Recast the listing below as a JSON list of strings, with one string for each line and blank lines left out.

— Begin Material provided —

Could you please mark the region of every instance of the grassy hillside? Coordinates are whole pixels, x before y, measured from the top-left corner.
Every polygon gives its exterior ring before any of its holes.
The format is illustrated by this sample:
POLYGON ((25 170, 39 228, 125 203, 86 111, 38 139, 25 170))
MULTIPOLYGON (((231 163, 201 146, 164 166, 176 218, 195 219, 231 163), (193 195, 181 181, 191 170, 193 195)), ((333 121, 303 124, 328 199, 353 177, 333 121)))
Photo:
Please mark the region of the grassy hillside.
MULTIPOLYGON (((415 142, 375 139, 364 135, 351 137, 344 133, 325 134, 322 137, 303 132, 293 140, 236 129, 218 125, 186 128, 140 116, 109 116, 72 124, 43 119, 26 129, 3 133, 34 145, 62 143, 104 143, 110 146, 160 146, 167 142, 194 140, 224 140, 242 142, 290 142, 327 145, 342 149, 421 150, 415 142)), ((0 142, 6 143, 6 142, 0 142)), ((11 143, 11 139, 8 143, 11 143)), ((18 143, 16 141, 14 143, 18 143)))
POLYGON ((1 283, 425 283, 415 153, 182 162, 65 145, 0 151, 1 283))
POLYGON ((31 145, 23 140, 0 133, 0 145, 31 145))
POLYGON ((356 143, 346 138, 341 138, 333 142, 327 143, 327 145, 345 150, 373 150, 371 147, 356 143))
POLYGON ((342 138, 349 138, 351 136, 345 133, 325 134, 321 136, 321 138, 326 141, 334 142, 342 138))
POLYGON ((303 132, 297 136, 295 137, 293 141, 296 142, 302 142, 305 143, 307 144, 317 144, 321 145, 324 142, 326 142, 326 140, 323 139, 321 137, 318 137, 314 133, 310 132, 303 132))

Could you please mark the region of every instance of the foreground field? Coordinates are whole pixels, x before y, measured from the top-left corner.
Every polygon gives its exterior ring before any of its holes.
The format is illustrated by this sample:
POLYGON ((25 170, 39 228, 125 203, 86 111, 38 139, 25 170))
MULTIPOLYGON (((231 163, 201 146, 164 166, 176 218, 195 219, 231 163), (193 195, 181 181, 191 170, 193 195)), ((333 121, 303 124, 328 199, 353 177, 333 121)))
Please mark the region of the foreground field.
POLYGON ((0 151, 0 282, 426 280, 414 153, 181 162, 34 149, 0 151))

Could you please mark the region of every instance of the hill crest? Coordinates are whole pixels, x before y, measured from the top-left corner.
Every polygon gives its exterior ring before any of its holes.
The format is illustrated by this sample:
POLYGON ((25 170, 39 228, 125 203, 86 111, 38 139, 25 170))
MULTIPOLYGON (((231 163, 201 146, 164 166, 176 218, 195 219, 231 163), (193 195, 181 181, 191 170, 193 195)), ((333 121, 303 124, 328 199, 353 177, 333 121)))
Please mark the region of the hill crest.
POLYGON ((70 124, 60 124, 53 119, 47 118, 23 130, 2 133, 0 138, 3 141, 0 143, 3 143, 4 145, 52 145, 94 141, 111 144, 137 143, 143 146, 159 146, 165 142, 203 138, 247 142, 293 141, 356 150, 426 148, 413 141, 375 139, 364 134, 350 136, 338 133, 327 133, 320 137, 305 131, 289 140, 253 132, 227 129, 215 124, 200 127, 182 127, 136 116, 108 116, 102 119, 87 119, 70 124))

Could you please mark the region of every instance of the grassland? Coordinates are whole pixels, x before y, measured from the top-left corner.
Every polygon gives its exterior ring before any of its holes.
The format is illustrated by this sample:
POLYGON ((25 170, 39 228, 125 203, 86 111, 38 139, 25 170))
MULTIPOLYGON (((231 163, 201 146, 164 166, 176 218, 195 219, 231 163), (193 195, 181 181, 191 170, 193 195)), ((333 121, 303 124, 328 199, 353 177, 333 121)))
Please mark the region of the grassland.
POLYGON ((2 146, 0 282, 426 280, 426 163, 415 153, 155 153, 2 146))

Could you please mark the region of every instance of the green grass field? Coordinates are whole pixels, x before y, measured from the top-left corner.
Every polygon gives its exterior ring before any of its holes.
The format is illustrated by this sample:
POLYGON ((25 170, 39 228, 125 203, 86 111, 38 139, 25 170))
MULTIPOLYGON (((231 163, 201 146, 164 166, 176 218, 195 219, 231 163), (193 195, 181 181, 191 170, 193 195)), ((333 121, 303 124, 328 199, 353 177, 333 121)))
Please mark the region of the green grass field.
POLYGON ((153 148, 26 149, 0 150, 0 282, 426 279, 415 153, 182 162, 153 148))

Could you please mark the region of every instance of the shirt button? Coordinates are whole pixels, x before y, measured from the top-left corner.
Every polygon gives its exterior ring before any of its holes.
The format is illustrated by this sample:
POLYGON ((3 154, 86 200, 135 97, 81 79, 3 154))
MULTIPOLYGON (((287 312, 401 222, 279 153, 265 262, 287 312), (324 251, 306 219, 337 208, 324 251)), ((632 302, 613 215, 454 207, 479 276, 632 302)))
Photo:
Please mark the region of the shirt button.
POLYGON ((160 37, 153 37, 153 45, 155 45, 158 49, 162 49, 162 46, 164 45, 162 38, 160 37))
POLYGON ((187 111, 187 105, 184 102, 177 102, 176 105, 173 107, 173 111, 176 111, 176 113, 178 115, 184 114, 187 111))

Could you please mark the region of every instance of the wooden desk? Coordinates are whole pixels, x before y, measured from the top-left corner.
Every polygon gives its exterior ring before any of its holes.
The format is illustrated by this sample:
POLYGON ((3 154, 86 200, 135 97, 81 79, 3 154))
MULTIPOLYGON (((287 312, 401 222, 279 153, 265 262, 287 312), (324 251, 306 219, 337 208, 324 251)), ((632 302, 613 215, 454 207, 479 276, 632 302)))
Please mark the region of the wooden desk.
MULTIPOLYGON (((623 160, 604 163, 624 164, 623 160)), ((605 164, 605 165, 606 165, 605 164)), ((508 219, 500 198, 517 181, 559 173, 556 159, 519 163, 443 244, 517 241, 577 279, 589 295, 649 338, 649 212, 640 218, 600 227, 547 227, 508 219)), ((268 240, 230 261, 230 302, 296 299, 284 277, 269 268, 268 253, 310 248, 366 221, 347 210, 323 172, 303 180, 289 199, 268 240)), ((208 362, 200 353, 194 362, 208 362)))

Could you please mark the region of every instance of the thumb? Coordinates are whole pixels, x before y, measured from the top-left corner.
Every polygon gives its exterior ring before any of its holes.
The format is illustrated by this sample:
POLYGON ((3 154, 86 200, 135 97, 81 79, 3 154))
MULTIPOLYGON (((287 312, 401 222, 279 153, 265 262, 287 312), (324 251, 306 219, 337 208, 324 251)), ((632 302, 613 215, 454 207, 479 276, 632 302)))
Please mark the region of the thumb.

— End Material provided —

**The output**.
[
  "Could you please mark the region of every instance of the grassy hillside? Coordinates are whole pixels, x before y, measured from the top-left corner.",
  "Every polygon gives its exterior ring before any of its holes.",
  "The format is illustrated by this sample:",
  "POLYGON ((25 170, 39 228, 125 203, 86 111, 38 139, 25 170))",
  "MULTIPOLYGON (((231 163, 201 146, 164 166, 176 218, 195 219, 231 163), (193 195, 181 181, 191 170, 193 195)), ((333 121, 303 124, 328 199, 353 177, 333 121)))",
  "Photo:",
  "Please mark the region of the grassy hillside.",
  "MULTIPOLYGON (((415 142, 375 139, 364 135, 351 137, 344 133, 325 134, 322 137, 303 132, 293 140, 236 129, 218 125, 186 128, 140 116, 109 116, 72 124, 43 119, 26 129, 3 133, 34 145, 62 143, 104 143, 110 146, 160 146, 167 142, 194 140, 224 140, 242 142, 290 142, 327 145, 342 149, 421 150, 415 142)), ((0 142, 6 143, 6 142, 0 142)), ((11 143, 11 139, 8 143, 11 143)), ((18 143, 16 141, 14 143, 18 143)))",
  "POLYGON ((1 283, 425 283, 415 153, 182 162, 65 145, 0 151, 1 283))",
  "POLYGON ((31 145, 23 140, 0 133, 0 145, 31 145))",
  "POLYGON ((356 143, 346 138, 341 138, 333 142, 327 143, 327 145, 345 150, 373 150, 371 147, 356 143))",
  "POLYGON ((342 138, 349 138, 351 136, 345 133, 325 134, 321 136, 321 138, 326 141, 334 142, 342 138))",
  "POLYGON ((303 132, 297 136, 295 137, 293 141, 296 142, 302 142, 305 143, 307 144, 317 144, 321 145, 324 142, 326 142, 326 140, 323 139, 321 137, 318 137, 314 133, 310 132, 303 132))",
  "Could you please mark the region of every instance of the foreground field? Coordinates are whole pixels, x before y, measured from the top-left corner.",
  "Every polygon gives its exterior ring before any of its holes.",
  "The format is illustrated by this sample:",
  "POLYGON ((25 170, 39 228, 125 203, 86 111, 38 139, 25 170))",
  "MULTIPOLYGON (((231 163, 201 146, 164 166, 176 218, 195 219, 231 163), (193 195, 181 181, 191 170, 193 195)), ((333 121, 303 124, 328 199, 353 177, 333 121)))",
  "Please mark the region of the foreground field.",
  "POLYGON ((0 151, 0 282, 426 280, 414 153, 181 162, 34 149, 0 151))",
  "Could you please mark the region of every instance of the hill crest? Coordinates are whole pixels, x before y, measured from the top-left corner.",
  "Every polygon gives its exterior ring before any of its holes.",
  "The format is illustrated by this sample:",
  "POLYGON ((25 170, 39 228, 125 203, 86 111, 38 139, 25 170))",
  "MULTIPOLYGON (((231 163, 201 146, 164 166, 176 218, 195 219, 231 163), (193 195, 181 181, 191 170, 193 195)), ((333 121, 303 124, 328 199, 353 177, 333 121)))",
  "Please mark the region of the hill crest.",
  "POLYGON ((70 124, 60 124, 53 119, 47 118, 23 130, 2 133, 0 138, 3 141, 0 143, 3 143, 4 145, 52 145, 94 141, 111 144, 137 143, 143 146, 159 146, 165 142, 203 138, 247 142, 293 141, 356 150, 426 148, 413 141, 375 139, 364 134, 350 136, 338 133, 327 133, 320 137, 305 131, 289 140, 253 132, 227 129, 215 124, 200 127, 182 127, 136 116, 108 116, 102 119, 87 119, 70 124))",
  "Could you please mark the region of every instance of the grassland? Coordinates are whole pixels, x before y, measured from the top-left corner.",
  "Every polygon gives its exterior ring before any of its holes.",
  "The format is illustrated by this sample:",
  "POLYGON ((25 170, 39 228, 125 203, 86 111, 38 139, 25 170))",
  "MULTIPOLYGON (((231 163, 201 146, 164 166, 176 218, 195 219, 231 163), (193 195, 181 181, 191 170, 193 195)), ((333 121, 303 124, 328 199, 353 177, 333 121)))",
  "Please mark the region of the grassland.",
  "POLYGON ((2 146, 0 282, 426 280, 426 163, 415 153, 155 153, 2 146))",
  "Could you please mark the region of every instance of the green grass field? Coordinates are whole pixels, x before y, measured from the top-left corner.",
  "Every polygon gives its exterior ring before any of its holes.",
  "The format is illustrated by this sample:",
  "POLYGON ((25 170, 39 228, 125 203, 86 111, 38 139, 25 170))",
  "MULTIPOLYGON (((231 163, 201 146, 164 166, 176 218, 195 219, 231 163), (193 195, 181 181, 191 170, 193 195)), ((333 121, 303 124, 328 199, 353 177, 333 121)))",
  "Please mark the region of the green grass field.",
  "POLYGON ((153 148, 26 149, 0 150, 0 282, 426 279, 415 153, 182 162, 153 148))",
  "Could you please mark the region of every instance of the shirt button? Coordinates are whole pixels, x before y, measured from the top-left corner.",
  "Every polygon gives its exterior ring before any of its holes.",
  "The format is illustrated by this sample:",
  "POLYGON ((3 154, 86 200, 135 97, 81 79, 3 154))",
  "MULTIPOLYGON (((287 312, 401 222, 279 153, 265 262, 287 312), (324 251, 306 219, 337 208, 324 251)), ((632 302, 613 215, 454 207, 479 276, 632 302)))",
  "Photo:",
  "Please mark the region of the shirt button.",
  "POLYGON ((160 37, 153 37, 153 45, 155 45, 158 49, 162 49, 162 46, 164 45, 162 38, 160 37))",
  "POLYGON ((187 111, 187 105, 184 102, 177 102, 176 105, 173 107, 173 111, 176 111, 176 113, 178 115, 184 114, 187 111))",
  "Could you please mark the region of every instance of the wooden desk? Coordinates are whole pixels, x before y, measured from the top-left corner.",
  "Every polygon gives its exterior ring before any of its holes.",
  "The format is illustrated by this sample:",
  "POLYGON ((3 154, 86 200, 135 97, 81 79, 3 154))",
  "MULTIPOLYGON (((287 312, 401 222, 279 153, 265 262, 287 312), (324 251, 306 219, 337 208, 324 251)), ((632 302, 613 215, 454 207, 479 276, 632 302)))",
  "Please mark the region of the wooden desk.",
  "MULTIPOLYGON (((623 160, 604 163, 624 164, 623 160)), ((605 164, 605 165, 606 165, 605 164)), ((508 219, 500 198, 517 181, 559 173, 556 159, 519 163, 443 244, 517 241, 577 279, 589 295, 649 338, 649 212, 640 218, 600 227, 547 227, 508 219)), ((268 240, 230 261, 230 302, 296 299, 284 277, 269 268, 268 253, 310 248, 366 221, 347 210, 323 172, 303 180, 289 199, 268 240)), ((208 362, 200 353, 194 362, 208 362)))",
  "Could you please mark the region of every instance of the thumb? Coordinates are whole pixels, x before y, measured from the top-left corner.",
  "Every polygon gives its exterior ring before any of its holes.",
  "The format is illustrated by this sample:",
  "POLYGON ((3 154, 86 200, 135 97, 81 79, 3 154))",
  "MULTIPOLYGON (((287 312, 401 222, 279 153, 265 262, 287 312), (324 251, 306 219, 337 208, 324 251)), ((632 302, 613 215, 454 207, 479 276, 632 302)))",
  "Please mark the region of the thumb."
]